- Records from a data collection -
################

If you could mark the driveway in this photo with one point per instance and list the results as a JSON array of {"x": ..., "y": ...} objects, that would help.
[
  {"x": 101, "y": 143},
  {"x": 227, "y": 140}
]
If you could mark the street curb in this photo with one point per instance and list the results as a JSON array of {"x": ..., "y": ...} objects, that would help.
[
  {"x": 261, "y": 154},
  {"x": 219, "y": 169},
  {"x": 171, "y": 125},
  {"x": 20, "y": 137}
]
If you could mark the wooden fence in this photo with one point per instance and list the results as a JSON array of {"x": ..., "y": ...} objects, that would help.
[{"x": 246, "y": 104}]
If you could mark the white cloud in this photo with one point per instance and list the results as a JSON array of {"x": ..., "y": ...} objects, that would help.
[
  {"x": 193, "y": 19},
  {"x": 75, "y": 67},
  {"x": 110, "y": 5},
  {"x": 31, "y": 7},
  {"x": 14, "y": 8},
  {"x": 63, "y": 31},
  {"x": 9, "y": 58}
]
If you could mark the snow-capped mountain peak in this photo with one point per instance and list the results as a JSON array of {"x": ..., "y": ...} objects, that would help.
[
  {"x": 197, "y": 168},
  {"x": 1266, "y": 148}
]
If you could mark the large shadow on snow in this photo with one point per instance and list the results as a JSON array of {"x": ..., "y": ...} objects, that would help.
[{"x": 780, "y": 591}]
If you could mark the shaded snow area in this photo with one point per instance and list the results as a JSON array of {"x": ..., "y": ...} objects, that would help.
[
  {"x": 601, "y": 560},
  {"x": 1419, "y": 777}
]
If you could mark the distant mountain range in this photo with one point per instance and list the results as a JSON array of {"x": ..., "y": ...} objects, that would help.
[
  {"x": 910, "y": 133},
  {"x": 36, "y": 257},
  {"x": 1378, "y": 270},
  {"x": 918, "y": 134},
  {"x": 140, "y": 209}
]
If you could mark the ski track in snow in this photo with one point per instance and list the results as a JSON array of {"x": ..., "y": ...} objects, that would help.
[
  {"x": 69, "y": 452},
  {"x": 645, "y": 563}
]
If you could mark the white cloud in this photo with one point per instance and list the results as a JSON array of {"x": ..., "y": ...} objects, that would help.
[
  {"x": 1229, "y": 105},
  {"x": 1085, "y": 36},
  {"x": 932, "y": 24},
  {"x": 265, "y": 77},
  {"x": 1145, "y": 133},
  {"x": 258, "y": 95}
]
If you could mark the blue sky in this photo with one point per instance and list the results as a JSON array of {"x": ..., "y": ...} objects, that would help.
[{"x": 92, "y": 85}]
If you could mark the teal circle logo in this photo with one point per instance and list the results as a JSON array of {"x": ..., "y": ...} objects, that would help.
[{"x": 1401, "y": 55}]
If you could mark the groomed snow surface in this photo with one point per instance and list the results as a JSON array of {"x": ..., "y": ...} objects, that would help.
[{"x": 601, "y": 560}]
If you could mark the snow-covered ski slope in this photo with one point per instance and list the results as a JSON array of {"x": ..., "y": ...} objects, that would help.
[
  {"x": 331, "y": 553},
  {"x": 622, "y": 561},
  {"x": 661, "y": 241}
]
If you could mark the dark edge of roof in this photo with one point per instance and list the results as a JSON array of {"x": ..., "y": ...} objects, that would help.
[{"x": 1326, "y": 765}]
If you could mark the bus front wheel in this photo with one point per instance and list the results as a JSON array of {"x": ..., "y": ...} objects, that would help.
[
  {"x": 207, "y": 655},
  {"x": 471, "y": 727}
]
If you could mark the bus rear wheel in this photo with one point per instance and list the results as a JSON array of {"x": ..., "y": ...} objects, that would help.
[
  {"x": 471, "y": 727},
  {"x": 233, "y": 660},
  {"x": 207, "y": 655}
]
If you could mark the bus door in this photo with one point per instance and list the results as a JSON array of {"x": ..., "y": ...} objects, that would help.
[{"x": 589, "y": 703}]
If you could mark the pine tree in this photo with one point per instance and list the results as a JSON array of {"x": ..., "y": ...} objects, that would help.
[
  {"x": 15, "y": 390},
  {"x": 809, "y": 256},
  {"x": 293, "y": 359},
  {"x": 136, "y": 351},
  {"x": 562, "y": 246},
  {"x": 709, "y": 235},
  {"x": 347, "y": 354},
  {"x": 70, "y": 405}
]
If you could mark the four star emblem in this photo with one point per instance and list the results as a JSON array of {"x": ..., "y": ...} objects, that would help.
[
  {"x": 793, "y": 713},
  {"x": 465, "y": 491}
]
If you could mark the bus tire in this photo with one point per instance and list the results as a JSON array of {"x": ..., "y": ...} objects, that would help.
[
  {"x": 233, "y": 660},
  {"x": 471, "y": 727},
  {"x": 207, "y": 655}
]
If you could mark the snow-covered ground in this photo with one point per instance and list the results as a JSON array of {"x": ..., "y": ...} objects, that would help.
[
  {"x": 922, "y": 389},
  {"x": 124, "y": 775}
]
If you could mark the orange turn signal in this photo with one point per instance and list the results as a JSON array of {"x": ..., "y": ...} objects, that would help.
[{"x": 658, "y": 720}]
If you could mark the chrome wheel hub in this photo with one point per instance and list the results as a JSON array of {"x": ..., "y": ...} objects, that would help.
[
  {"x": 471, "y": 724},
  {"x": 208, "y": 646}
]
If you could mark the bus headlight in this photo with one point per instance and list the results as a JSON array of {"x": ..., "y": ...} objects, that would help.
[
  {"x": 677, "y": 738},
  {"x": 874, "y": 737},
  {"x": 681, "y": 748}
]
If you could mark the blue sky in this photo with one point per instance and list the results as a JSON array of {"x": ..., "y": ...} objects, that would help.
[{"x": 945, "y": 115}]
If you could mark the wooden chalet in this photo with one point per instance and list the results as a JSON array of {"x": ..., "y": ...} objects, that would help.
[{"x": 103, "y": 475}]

################

- What is needed -
In full and verbatim, repeat the records given above.

- Task answer -
If you could mark the driveway in this photo with one point per instance and list the results as a JSON array of {"x": ..., "y": ...} objects, that would help.
[
  {"x": 101, "y": 143},
  {"x": 227, "y": 140}
]
If you could mark the street curb in this photo with one point per instance and list the results as a JSON array of {"x": ..., "y": ...} objects, that would help.
[
  {"x": 261, "y": 154},
  {"x": 219, "y": 169},
  {"x": 171, "y": 125},
  {"x": 20, "y": 137}
]
If you could mark the wooden fence in this photo with one point per instance and list the results as a JSON array of {"x": ..., "y": ...} objects, that would help.
[{"x": 246, "y": 104}]
If you could mark the white cloud in this photo with one point per instance and list the results as a JSON array of {"x": ..., "y": ...} objects, that would help.
[
  {"x": 193, "y": 19},
  {"x": 75, "y": 67},
  {"x": 110, "y": 5},
  {"x": 31, "y": 7},
  {"x": 14, "y": 8},
  {"x": 63, "y": 31},
  {"x": 9, "y": 58}
]
If you could mark the snow-capped mountain peak in this photo with one point per instance and list the results as a JSON array of {"x": ..., "y": ...} objects, that would help.
[
  {"x": 197, "y": 168},
  {"x": 1266, "y": 148}
]
If you could mark the large shadow on snow in this photo with one point per instance and list the results as a JSON array of {"x": ..., "y": ...} objects, that would help.
[{"x": 780, "y": 591}]
If you could mark the shaded snow area in this photo with one point per instance and list the results as a JSON array of {"x": ..., "y": ...} objects, that would help.
[
  {"x": 601, "y": 560},
  {"x": 1419, "y": 777}
]
If you could mark the distant mountain range in this photo with one point per instance and list the results as a JSON array of {"x": ..., "y": ...} objects, that would help.
[
  {"x": 910, "y": 133},
  {"x": 36, "y": 257},
  {"x": 1378, "y": 270},
  {"x": 918, "y": 134},
  {"x": 140, "y": 209}
]
If you could mark the ski track in snow in this photo with one point per instance and list the results as a JSON array of {"x": ..., "y": ...} objects, that would help.
[
  {"x": 69, "y": 452},
  {"x": 645, "y": 563}
]
If you could mark the white cloud in this photo with one point per instance and list the results as a JSON array of {"x": ..., "y": ...} objects, that would help.
[
  {"x": 1229, "y": 105},
  {"x": 1085, "y": 36},
  {"x": 932, "y": 24},
  {"x": 265, "y": 77},
  {"x": 1145, "y": 133},
  {"x": 258, "y": 95}
]
If you could mark the blue sky in this photo with one point per instance and list the results as a JSON array of {"x": ..., "y": ...} objects, that would help.
[{"x": 92, "y": 85}]
If you could mark the teal circle logo in this photo with one point per instance and list the results as a JSON array of {"x": ..., "y": ...} objects, that would help.
[{"x": 1401, "y": 55}]
If you could mark the groomed snow surface in this photo with one point per instance and list the results as a JSON array of {"x": ..., "y": ...} objects, that would help.
[{"x": 601, "y": 560}]
If you could mark the snow-covered ski slope in this photo with one point per instance and list the results as a JSON array of {"x": ..., "y": ...} objects, that would help.
[
  {"x": 331, "y": 553},
  {"x": 622, "y": 561},
  {"x": 661, "y": 241}
]
If you could mark the dark edge of roof in this photo with one point per instance and list the results as a JSON array of {"x": ..., "y": ...} objects, that would help.
[{"x": 1326, "y": 765}]
If you could mark the bus front wheel in this photo with one point per instance and list the results as a JSON array of {"x": ..., "y": ...} objects, that would help.
[
  {"x": 207, "y": 655},
  {"x": 471, "y": 727}
]
If you could mark the bus rear wheel in this photo with one point per instance and list the results as a JSON array of {"x": ..., "y": ...} objects, that would help.
[
  {"x": 471, "y": 727},
  {"x": 233, "y": 660},
  {"x": 207, "y": 655}
]
If you could mark the bus door in this photo with one point per instance and list the results as a JSON array of {"x": ..., "y": ...} objects, that would help.
[{"x": 589, "y": 703}]
If you could mark the pine tree in this photo with one point per instance and list the results as a JSON array of {"x": ..., "y": ...} objects, that would help.
[
  {"x": 15, "y": 390},
  {"x": 809, "y": 256},
  {"x": 293, "y": 359},
  {"x": 136, "y": 351},
  {"x": 562, "y": 246},
  {"x": 709, "y": 235},
  {"x": 347, "y": 354},
  {"x": 70, "y": 405}
]
If you could mark the four star emblem in this photo with one point per instance and list the results as a JSON array of {"x": ..., "y": ...} objects, that would help.
[
  {"x": 793, "y": 713},
  {"x": 465, "y": 491}
]
If you could mark the bus tire in this photo with one point per instance and list the results as a JSON array of {"x": ..., "y": ...} objects, that would help.
[
  {"x": 233, "y": 660},
  {"x": 471, "y": 727},
  {"x": 207, "y": 655}
]
If you could mark the snow-covered ground in this photo with one point per instance and list the results as a JSON array of {"x": ..., "y": ...} objects, that would help.
[
  {"x": 922, "y": 389},
  {"x": 124, "y": 775}
]
If you could mark the orange turn signal in this photo with one point per instance and list the results as a JSON array of {"x": ..., "y": ...} objects, that would help.
[{"x": 658, "y": 720}]
If you could mark the chrome wheel hub in this photo with one point per instance and list the results as a JSON array of {"x": ..., "y": ...} objects, that would help.
[
  {"x": 471, "y": 724},
  {"x": 208, "y": 646}
]
If you could mark the bus headlight in this photo with one point per instance and list the results as a JSON array of {"x": ..., "y": ...} objects, that would help.
[
  {"x": 677, "y": 738},
  {"x": 874, "y": 737},
  {"x": 681, "y": 748}
]
If you could mark the blue sky in this photo with one point per instance and list the results as a JSON array of {"x": ..., "y": ...} objects, that would help.
[{"x": 945, "y": 115}]
If you could mark the wooden chalet in this photo with one point per instance and list the results as a JSON array of {"x": ..., "y": ...} objects, that would help.
[{"x": 103, "y": 475}]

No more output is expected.